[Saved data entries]
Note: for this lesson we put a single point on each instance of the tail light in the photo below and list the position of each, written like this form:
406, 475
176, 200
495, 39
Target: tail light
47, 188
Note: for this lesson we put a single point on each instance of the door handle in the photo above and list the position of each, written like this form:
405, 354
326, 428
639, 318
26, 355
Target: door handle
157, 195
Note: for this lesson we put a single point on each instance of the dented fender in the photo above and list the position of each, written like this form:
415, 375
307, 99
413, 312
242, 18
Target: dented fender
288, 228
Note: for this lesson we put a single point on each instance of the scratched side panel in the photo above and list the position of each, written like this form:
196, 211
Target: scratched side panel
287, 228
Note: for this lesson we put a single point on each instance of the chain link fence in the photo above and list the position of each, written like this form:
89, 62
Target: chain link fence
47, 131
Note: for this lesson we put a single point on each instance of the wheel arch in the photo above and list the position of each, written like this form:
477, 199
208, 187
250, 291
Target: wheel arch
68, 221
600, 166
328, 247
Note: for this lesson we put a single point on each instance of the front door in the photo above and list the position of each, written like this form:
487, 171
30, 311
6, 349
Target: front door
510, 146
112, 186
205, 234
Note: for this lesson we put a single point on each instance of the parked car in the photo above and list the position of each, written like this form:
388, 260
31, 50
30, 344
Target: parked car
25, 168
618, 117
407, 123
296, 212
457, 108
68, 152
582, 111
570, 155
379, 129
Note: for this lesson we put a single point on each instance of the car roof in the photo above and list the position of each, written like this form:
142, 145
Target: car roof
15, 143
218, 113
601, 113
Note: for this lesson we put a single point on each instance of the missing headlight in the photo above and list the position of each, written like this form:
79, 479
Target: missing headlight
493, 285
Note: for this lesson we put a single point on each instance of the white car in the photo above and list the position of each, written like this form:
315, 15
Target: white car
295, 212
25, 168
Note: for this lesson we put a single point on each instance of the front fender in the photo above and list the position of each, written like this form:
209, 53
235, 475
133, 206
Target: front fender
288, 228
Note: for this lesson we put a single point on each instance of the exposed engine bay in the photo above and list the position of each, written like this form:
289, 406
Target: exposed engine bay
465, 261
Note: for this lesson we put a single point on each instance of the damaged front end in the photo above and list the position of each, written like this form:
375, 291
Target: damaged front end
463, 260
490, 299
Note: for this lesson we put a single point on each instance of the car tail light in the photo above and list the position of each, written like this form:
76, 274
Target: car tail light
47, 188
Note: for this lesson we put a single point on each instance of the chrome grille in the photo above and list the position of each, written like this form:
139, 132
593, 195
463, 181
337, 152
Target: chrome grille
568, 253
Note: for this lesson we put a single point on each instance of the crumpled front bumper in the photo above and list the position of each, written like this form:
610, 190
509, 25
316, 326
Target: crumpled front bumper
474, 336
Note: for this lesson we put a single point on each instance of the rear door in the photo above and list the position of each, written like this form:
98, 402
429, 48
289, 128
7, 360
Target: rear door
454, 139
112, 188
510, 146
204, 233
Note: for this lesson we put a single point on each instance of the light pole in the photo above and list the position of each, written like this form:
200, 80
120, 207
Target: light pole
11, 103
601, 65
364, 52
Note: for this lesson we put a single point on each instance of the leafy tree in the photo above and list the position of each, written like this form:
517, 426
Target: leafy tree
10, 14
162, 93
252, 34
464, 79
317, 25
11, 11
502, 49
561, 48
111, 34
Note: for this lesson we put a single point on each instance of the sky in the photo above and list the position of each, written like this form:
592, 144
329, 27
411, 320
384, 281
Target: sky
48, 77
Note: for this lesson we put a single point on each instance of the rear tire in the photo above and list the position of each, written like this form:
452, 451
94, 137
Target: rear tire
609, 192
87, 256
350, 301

INSTRUCTIONS TO FOLLOW.
All of the data shown above must be copied exactly.

FINAL ANSWER.
Note: for this lesson we put a single point on each instance of the tail light in the photo below and list the position of each, written like this form:
406, 475
176, 200
495, 39
Target: tail light
47, 188
Note: for this lesson we put a single point on each instance of the door handle in the photo above and list the position of each, written like this form:
405, 354
326, 428
639, 318
26, 355
Target: door handle
157, 195
Note: for this lesson we put a single point on each instance of the dented fender in the photo above and list the position of each, written like this form:
415, 375
307, 99
413, 312
242, 18
Target: dented fender
288, 228
Note: for this lesson we put a single point on each instance of the scratched side panel in the photo above and list the position of each, written like this form:
196, 211
Target: scratched side panel
287, 228
Note: for this lesson we put a single point on each instance of the chain link fence in the photo above and list the position of each, written like this form:
89, 62
Target: chain link fence
47, 131
Note: for this lesson we put a single point on each instance of the wheel arch in the photo above and list the position of each, written like this form:
477, 199
208, 187
250, 291
Target: wheel arch
68, 221
600, 166
328, 247
Note: for this lesson we put a single point on each instance of the front door in the photo above and list the position of each, written like this form:
487, 171
30, 311
6, 349
Target: front door
510, 146
112, 186
205, 234
Note: for this lesson we put a single point on each instance of the parked car in the photo above and list the position of each, written like this form:
388, 260
31, 50
30, 344
Target: parked car
25, 168
618, 117
407, 123
296, 212
457, 108
68, 152
582, 111
570, 155
379, 129
Note: for this lesson we put a single point on each instance of the car roof in the photo above and list the position of each, written like this form:
142, 145
Target: car roof
15, 143
218, 113
601, 113
Note: for this lesson we put a single point on each instance of the missing headlight in the photo above and list the position of each, written like this form:
79, 479
Target: missing headlight
493, 285
Note: for this lesson we put a single point on each instance of the white car in the photo above and list the position of each, written like this form:
315, 15
Target: white car
295, 212
25, 168
Note: for this lesson we put a single point on each instance of the front fender in the photo above and list the position of each, written like this form:
209, 53
235, 475
133, 206
Target: front fender
288, 228
Note: for this lesson we put a single point on each instance of the exposed engine bay in the photo above and list the position of each, written like this form:
289, 406
Target: exposed engine bay
465, 261
Note: for this lesson we put a single point on each instance of the damaged front end in the photo above and list the position of each, written like this form:
375, 291
Target: damaged front end
463, 260
490, 299
Note: for this lesson we put a single point on each instance of the car tail light in the photo above and list the position of each, written like this form:
76, 274
Target: car tail light
47, 188
Note: for this lesson we put a single point on each instance of the chrome grille in the photo above and list the position of each, written like this form:
139, 132
593, 195
463, 181
337, 152
Target: chrome grille
568, 253
Note: for this lesson we put a single point on each instance of the crumpled front bumper in the photo above and list the position of each, written like this form:
610, 190
509, 25
316, 326
Target: crumpled front bumper
474, 336
Note: for this lesson we put a single point on each instance of the rear door in the photo above and list the position of each, written like this form:
98, 402
429, 48
289, 128
7, 360
Target: rear door
454, 139
112, 188
510, 146
204, 233
Note: for this lesson we put a single point on each instance of the light pole in the photo above and list the position of each, written like this form:
200, 80
120, 207
Target: light pole
11, 103
601, 65
364, 52
Note: for this lesson we put a single point on each instance of the leafy tree in the photo above and list the position of each, written like this form:
517, 426
Target: leafy tree
10, 14
162, 93
252, 34
464, 79
317, 25
11, 11
502, 49
561, 48
111, 34
Note: for this lesson we put a single point on each instance of the sky in the photo above and list the position of each, written like this form:
592, 144
329, 27
411, 320
384, 281
Target: sky
48, 77
Note: for this lesson we put a single point on each instance of the rear tire in the photo above and list the position of each, written like this form:
452, 451
94, 137
Target: rear tire
609, 192
87, 256
350, 301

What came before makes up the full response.